# [Provided text]
[Start of section]

At the same time, MOVE children were to be naked in the summer and only lightly clothed in the winter, while adult males and females were commanded to grow their hair into unwashed dreadlocks and dress alike in blue jeans, blue denim jackets, and heavy-soled men’s boots.

MOVE saw schools, political parties and leaders, and all branches of the law as corrupt and enslaving. Moreover, the forces that controlled such institutions were viewed as actively conspiring against MOVE members and their allies.

For example, as MOVE member Jeanne Africa explained, “drugs were in the black community for a long time, but they didn’t have [drug rehabilitation] programs until it got into the white community .... The hierarchy would give you drugs to control you”.

To MOVE, the most concrete representatives of this hierarchy were the police, and MOVE held many demonstrations aimed at focusing attention on issues of police abuse and brutality (Philadelphia, under law-and-order Mayor Frank L. Rizzo, had a national reputation for police misconduct during much of the 1970s).

In a seven-month period in 1975, MOVE members were arrested on misdemeanor charges more than 150 times, fined $15,000, and sentenced to several lengthy prison sentences. Seeing the court system as perhaps the most oppressive tool of the “System” conspiracy, MOVE members made it a point to interrupt these sentencing hearings, often turning MOVE trials into veritable sideshows.

[End of section]

# [Provided information]
[Start of section]

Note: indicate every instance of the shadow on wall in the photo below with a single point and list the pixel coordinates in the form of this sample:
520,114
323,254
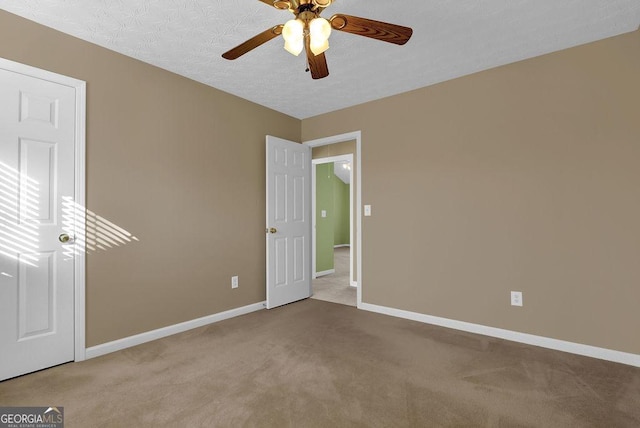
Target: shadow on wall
20,213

[End of section]

# [Exercise objective]
Quote everything from "In a seven-month" down to "into veritable sideshows." in the MOVE passage above, word for word.

# [Task output]
In a seven-month period in 1975, MOVE members were arrested on misdemeanor charges more than 150 times, fined $15,000, and sentenced to several lengthy prison sentences. Seeing the court system as perhaps the most oppressive tool of the “System” conspiracy, MOVE members made it a point to interrupt these sentencing hearings, often turning MOVE trials into veritable sideshows.